++++ Data listing ++++

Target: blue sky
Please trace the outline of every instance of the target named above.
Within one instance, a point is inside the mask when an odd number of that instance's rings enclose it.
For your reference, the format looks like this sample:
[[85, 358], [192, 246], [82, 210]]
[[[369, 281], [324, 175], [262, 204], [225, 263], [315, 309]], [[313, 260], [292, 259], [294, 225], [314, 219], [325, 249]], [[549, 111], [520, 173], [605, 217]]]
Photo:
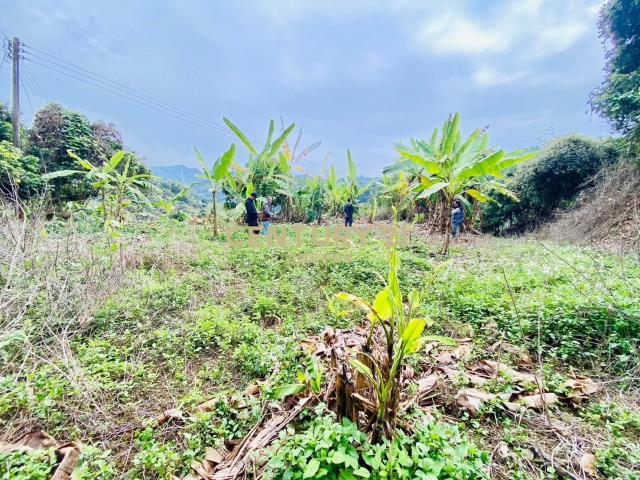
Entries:
[[[450, 112], [466, 131], [489, 125], [505, 149], [568, 132], [606, 135], [587, 105], [603, 78], [601, 3], [29, 0], [3, 6], [0, 31], [217, 124], [225, 115], [256, 143], [270, 118], [295, 122], [303, 145], [322, 141], [306, 171], [329, 152], [344, 171], [351, 148], [360, 172], [377, 175], [394, 160], [394, 142], [428, 136]], [[213, 159], [231, 142], [24, 64], [40, 96], [114, 122], [149, 164], [194, 165], [192, 145]], [[30, 93], [37, 109], [45, 99]]]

++++

## What the task requires
Would you write out each entry word for word and omit the images?

## Your response
Target: blue sky
Please trace the outline of every instance of the target named above.
Within one instance, a point is inside the mask when an odd number of that instance's rings enclose it.
For your reference, the format looks like this sample:
[[85, 358], [192, 246], [82, 210]]
[[[369, 281], [324, 175], [262, 204], [225, 263], [315, 309]], [[313, 260], [292, 259], [294, 225], [314, 219], [325, 249]], [[549, 111], [520, 173], [605, 217]]]
Photo:
Entries:
[[[450, 112], [466, 131], [489, 125], [505, 149], [568, 132], [606, 135], [587, 105], [603, 78], [601, 3], [29, 0], [3, 6], [0, 31], [217, 124], [225, 115], [256, 143], [270, 118], [295, 122], [303, 145], [322, 141], [306, 171], [329, 152], [344, 171], [351, 148], [360, 172], [377, 175], [394, 160], [394, 142], [428, 136]], [[213, 159], [231, 142], [24, 64], [40, 96], [114, 122], [149, 164], [194, 165], [192, 145]], [[30, 93], [37, 109], [45, 99]]]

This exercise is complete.